-- Begin --
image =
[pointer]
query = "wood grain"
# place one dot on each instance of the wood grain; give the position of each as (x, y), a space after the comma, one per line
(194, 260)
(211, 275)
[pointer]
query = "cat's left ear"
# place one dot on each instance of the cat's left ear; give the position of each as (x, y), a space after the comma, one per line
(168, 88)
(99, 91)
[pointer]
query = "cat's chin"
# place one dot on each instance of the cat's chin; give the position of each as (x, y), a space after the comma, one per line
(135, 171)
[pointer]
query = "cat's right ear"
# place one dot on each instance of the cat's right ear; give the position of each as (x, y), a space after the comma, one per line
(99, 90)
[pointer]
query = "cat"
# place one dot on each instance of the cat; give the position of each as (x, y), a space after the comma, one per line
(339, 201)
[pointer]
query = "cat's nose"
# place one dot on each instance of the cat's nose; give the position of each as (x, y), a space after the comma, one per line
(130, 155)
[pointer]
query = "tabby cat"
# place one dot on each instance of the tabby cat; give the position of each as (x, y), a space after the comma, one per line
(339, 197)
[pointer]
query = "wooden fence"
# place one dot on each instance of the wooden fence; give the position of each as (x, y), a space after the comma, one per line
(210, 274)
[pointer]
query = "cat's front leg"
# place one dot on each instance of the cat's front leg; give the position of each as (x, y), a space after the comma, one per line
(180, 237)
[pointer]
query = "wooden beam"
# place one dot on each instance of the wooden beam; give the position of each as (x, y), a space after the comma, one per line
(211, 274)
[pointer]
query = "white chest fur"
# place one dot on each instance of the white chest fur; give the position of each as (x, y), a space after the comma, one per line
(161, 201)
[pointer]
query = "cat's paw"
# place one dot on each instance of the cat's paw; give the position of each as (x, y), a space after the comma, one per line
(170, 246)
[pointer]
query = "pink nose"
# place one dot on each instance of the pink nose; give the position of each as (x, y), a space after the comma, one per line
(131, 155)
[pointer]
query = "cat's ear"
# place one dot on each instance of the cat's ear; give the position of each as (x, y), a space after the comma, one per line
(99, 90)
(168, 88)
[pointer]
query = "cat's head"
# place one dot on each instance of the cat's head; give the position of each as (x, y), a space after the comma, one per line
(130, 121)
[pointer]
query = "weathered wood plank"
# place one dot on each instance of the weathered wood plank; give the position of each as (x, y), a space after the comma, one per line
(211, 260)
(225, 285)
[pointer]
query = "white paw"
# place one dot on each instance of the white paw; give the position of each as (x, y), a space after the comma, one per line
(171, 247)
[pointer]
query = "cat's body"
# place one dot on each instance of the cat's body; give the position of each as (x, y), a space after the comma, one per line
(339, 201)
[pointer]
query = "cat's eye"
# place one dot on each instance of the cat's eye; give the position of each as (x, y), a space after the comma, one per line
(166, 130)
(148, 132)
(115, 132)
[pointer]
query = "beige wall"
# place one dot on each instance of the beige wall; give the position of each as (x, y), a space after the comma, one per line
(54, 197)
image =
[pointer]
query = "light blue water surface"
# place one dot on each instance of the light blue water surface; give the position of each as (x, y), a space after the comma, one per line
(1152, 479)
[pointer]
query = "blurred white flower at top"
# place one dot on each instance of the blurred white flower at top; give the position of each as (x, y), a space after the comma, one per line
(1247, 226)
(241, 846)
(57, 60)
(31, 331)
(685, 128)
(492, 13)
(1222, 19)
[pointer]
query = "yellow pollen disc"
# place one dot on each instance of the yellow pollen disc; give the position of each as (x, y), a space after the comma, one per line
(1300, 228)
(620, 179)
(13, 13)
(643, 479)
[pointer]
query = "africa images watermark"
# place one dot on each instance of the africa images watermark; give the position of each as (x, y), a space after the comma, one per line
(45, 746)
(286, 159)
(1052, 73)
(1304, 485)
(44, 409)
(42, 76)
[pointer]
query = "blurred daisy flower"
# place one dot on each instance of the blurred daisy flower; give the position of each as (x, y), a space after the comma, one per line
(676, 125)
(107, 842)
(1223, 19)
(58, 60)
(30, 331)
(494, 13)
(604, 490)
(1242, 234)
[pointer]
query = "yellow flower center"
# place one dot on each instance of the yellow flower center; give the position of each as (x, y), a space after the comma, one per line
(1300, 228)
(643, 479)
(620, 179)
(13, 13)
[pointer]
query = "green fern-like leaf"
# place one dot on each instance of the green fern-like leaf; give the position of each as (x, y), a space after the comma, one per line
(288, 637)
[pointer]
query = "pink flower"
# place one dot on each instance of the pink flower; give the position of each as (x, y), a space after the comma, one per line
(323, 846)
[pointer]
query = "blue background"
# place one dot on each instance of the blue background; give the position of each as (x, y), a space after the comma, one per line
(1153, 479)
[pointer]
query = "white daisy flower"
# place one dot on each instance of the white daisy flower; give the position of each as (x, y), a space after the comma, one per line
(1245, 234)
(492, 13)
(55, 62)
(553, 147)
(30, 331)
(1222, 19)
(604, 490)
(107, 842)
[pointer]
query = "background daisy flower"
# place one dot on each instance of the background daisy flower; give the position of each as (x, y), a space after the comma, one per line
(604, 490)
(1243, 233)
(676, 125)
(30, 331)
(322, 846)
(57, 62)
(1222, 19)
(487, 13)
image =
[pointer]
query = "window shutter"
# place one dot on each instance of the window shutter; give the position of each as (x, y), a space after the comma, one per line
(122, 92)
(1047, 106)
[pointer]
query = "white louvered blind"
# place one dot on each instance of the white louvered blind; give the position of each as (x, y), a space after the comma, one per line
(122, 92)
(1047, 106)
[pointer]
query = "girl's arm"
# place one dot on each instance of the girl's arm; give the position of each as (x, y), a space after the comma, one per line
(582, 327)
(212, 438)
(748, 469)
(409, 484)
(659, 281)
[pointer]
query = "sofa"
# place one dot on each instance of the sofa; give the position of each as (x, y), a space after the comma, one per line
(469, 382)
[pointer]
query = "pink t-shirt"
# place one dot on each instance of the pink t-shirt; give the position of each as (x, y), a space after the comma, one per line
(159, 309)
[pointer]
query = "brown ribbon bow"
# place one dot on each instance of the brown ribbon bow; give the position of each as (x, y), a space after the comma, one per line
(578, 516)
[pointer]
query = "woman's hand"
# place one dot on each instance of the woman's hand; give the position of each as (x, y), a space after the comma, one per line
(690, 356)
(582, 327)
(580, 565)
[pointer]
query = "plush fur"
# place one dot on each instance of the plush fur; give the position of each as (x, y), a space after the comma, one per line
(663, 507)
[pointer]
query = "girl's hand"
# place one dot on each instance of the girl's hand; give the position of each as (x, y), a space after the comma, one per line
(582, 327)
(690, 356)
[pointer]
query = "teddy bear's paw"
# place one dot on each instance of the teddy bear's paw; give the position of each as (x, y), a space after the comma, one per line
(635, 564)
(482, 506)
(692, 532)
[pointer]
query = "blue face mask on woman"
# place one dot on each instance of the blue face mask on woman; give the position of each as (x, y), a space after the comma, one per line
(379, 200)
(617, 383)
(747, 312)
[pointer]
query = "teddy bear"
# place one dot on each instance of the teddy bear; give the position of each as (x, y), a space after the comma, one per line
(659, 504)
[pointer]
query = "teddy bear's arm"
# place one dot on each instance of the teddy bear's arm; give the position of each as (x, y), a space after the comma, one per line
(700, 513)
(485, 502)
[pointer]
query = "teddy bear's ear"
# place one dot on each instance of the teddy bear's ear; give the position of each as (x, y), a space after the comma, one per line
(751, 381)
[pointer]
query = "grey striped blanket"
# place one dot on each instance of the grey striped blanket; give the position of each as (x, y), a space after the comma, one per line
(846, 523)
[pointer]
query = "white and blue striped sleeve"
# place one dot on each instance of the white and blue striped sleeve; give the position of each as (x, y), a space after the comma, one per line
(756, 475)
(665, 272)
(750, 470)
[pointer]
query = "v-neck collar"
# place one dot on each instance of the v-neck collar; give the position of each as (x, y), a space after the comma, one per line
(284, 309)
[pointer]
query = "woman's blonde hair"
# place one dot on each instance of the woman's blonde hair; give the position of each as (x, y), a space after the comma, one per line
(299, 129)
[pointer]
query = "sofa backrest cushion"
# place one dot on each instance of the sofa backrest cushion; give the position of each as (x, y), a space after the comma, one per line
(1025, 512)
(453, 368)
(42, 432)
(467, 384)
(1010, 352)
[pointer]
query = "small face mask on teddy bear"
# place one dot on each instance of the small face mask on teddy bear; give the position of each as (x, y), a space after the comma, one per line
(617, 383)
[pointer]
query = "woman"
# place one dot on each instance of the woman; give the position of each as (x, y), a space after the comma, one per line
-- End --
What is asked:
Tally the lines in the items that contain the word "window" and give only that number.

Response:
2